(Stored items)
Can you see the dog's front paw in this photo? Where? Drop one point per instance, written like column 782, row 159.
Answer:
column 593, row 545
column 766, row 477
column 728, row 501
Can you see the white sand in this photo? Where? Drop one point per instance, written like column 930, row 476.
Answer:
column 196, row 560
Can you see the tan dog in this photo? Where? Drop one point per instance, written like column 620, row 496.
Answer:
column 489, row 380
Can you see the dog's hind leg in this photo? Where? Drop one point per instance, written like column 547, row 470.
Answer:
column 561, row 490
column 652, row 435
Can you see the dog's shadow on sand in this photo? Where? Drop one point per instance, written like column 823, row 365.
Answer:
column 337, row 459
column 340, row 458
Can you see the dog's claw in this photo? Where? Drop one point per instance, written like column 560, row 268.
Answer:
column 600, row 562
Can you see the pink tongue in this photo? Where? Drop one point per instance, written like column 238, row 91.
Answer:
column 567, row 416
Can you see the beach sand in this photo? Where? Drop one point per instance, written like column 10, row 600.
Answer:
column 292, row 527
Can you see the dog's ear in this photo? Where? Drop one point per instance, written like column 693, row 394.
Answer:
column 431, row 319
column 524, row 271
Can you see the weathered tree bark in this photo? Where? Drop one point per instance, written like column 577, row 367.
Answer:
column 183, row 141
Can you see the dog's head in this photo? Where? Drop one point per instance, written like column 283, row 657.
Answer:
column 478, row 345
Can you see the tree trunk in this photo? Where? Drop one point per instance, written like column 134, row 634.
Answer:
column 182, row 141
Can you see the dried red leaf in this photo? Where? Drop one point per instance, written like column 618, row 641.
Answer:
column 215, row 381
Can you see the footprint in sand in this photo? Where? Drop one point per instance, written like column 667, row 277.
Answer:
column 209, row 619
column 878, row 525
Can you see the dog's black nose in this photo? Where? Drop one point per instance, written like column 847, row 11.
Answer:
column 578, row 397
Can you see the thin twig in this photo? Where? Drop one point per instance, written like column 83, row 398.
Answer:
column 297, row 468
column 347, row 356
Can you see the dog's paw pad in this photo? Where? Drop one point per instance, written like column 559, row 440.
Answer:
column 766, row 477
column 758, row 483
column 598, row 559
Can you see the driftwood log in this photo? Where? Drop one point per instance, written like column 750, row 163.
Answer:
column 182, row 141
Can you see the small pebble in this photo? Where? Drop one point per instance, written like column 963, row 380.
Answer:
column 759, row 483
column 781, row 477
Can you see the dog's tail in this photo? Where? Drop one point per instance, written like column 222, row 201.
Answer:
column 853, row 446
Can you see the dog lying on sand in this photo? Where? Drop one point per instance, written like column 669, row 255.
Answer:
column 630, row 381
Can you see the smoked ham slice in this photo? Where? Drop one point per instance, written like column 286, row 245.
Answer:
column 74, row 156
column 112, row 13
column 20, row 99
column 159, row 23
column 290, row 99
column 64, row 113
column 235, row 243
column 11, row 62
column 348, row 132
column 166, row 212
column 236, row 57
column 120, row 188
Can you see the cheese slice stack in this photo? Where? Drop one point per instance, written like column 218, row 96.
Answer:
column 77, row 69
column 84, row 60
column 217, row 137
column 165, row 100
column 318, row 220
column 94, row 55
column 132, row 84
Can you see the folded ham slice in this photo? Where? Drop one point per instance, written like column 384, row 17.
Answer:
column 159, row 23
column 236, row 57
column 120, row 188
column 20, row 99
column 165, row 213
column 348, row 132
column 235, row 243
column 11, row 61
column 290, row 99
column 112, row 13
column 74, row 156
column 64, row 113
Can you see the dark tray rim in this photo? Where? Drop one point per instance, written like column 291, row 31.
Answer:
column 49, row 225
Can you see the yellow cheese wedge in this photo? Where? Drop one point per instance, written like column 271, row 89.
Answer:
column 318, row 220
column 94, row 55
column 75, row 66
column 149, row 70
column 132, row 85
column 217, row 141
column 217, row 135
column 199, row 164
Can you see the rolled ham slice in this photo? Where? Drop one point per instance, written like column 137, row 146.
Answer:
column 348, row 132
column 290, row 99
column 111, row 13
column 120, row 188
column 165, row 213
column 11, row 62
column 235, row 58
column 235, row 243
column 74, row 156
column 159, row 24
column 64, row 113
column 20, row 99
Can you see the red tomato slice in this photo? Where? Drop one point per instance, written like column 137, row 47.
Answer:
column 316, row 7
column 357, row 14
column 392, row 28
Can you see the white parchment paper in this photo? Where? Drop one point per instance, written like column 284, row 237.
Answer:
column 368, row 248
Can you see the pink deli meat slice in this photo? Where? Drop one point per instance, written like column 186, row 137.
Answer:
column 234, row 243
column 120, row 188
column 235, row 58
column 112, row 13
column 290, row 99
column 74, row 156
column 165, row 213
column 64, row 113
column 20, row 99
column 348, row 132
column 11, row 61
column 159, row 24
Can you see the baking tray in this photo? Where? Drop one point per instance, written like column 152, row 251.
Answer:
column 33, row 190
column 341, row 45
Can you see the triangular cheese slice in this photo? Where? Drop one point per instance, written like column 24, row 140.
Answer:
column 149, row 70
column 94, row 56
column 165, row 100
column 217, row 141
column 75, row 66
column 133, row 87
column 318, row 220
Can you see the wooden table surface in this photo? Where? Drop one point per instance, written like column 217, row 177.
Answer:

*ABOUT THIS EXERCISE*.
Please copy, exactly and with nothing else, the lines above beginning at the line that has "Can you see the thin" and ending with the line that has "Can you see the dog's paw".

*PROBLEM SOLUTION*.
Can you see the thin twig in this photo? Where? Drop one point per instance, written like column 83, row 398.
Answer:
column 297, row 468
column 347, row 356
Can you see the dog's paw pad in this photo? Where? Drop one point per instance, written like column 559, row 440.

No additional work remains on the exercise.